(Dataset records)
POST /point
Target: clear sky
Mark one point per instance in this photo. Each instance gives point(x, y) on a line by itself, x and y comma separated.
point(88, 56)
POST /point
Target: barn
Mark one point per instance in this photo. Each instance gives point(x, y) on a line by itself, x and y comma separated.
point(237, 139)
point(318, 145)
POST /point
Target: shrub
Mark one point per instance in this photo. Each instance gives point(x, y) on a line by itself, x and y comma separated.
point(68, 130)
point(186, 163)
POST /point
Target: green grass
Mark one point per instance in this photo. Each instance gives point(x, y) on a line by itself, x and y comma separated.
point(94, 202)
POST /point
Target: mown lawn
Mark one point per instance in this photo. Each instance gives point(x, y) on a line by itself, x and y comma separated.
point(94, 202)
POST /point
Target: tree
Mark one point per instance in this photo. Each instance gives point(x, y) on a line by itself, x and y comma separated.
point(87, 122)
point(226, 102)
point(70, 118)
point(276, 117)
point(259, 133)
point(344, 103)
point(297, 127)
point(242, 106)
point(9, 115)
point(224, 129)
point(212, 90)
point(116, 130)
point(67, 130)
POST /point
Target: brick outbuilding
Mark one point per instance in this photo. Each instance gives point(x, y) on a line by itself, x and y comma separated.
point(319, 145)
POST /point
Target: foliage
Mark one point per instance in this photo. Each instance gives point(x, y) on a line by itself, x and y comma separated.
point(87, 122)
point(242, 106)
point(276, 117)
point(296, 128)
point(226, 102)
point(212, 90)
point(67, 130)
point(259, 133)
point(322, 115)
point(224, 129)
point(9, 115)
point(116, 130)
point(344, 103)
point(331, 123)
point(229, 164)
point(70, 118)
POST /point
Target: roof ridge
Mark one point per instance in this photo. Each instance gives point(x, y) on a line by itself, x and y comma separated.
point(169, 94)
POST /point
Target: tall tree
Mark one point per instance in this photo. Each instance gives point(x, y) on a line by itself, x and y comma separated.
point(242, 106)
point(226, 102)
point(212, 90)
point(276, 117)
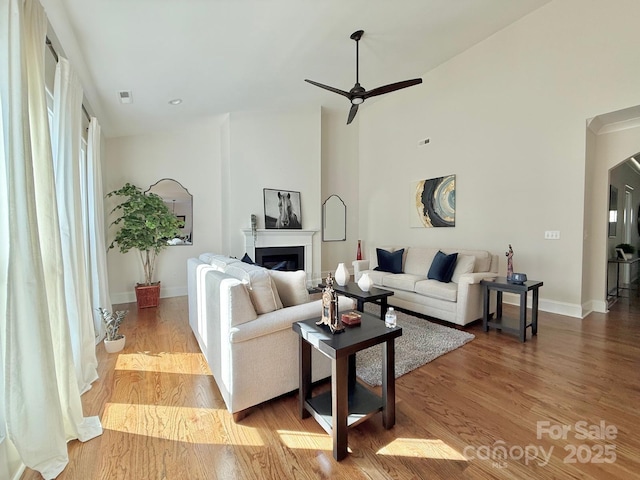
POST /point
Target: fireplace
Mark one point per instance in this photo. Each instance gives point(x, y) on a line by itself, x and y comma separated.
point(285, 258)
point(281, 241)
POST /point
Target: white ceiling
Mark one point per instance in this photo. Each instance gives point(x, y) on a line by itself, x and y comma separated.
point(223, 56)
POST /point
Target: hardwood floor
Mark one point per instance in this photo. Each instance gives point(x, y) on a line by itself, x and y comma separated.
point(163, 416)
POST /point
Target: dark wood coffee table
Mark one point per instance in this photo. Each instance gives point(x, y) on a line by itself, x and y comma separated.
point(352, 290)
point(348, 403)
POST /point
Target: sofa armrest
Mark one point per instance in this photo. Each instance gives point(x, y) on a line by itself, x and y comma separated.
point(359, 266)
point(471, 278)
point(282, 319)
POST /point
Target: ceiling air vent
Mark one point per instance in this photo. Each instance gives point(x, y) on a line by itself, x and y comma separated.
point(125, 96)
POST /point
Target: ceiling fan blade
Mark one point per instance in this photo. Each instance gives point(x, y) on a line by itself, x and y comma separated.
point(331, 89)
point(352, 113)
point(392, 87)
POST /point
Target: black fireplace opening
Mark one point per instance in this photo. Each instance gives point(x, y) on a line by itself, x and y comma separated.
point(288, 259)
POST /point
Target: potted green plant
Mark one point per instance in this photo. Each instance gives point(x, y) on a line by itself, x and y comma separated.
point(114, 341)
point(627, 248)
point(145, 224)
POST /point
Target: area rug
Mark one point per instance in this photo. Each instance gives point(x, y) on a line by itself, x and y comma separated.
point(421, 342)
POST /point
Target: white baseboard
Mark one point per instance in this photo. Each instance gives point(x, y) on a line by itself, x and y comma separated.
point(130, 296)
point(551, 306)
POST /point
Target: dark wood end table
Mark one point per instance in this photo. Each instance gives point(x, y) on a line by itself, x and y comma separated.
point(348, 403)
point(519, 326)
point(352, 290)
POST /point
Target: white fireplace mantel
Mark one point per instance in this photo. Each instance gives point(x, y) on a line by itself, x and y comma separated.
point(281, 238)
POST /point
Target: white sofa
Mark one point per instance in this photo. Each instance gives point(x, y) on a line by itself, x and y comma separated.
point(241, 315)
point(458, 301)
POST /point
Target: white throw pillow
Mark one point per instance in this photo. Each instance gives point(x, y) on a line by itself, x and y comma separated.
point(291, 286)
point(464, 264)
point(262, 290)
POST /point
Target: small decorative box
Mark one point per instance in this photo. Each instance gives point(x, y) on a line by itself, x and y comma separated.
point(351, 319)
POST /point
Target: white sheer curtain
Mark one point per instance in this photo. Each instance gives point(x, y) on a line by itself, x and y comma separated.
point(42, 405)
point(95, 220)
point(65, 141)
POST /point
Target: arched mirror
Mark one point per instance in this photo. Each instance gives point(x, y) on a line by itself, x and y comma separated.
point(334, 220)
point(180, 202)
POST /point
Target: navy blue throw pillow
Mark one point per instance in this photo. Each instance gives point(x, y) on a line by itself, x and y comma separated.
point(247, 259)
point(389, 261)
point(442, 267)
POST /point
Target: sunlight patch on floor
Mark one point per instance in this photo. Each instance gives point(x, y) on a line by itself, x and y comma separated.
point(164, 362)
point(182, 424)
point(421, 448)
point(306, 440)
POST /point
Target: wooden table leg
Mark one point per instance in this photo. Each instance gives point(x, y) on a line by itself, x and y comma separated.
point(523, 317)
point(351, 376)
point(485, 308)
point(305, 376)
point(388, 384)
point(534, 313)
point(339, 406)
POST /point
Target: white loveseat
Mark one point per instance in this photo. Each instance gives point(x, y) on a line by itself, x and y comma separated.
point(458, 301)
point(241, 315)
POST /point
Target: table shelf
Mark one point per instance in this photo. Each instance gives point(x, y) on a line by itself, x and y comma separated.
point(507, 324)
point(363, 404)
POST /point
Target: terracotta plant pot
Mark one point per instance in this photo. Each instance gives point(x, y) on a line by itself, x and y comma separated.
point(113, 346)
point(148, 295)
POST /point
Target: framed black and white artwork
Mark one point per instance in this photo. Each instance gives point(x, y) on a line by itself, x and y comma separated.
point(282, 209)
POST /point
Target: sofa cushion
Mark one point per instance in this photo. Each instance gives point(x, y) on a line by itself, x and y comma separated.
point(262, 290)
point(442, 267)
point(378, 276)
point(291, 286)
point(464, 264)
point(389, 261)
point(220, 262)
point(402, 281)
point(247, 259)
point(483, 258)
point(419, 259)
point(437, 289)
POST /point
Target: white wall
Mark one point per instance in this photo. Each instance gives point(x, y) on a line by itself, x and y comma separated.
point(275, 150)
point(224, 162)
point(340, 177)
point(190, 155)
point(508, 118)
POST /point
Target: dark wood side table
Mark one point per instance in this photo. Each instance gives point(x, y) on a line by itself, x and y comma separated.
point(348, 403)
point(516, 326)
point(352, 290)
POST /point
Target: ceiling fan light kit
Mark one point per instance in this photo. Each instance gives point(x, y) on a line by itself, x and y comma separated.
point(358, 94)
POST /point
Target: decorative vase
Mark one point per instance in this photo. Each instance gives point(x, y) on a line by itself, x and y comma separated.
point(365, 282)
point(342, 275)
point(113, 346)
point(148, 295)
point(509, 255)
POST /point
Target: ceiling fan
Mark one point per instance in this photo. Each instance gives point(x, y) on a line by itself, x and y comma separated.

▶ [WORK INSTRUCTIONS]:
Copy every line above that includes the string "sofa".

▶ [TASK SOLUTION]:
Target: sofa armrest
Target: white sofa
Target: sofa cushion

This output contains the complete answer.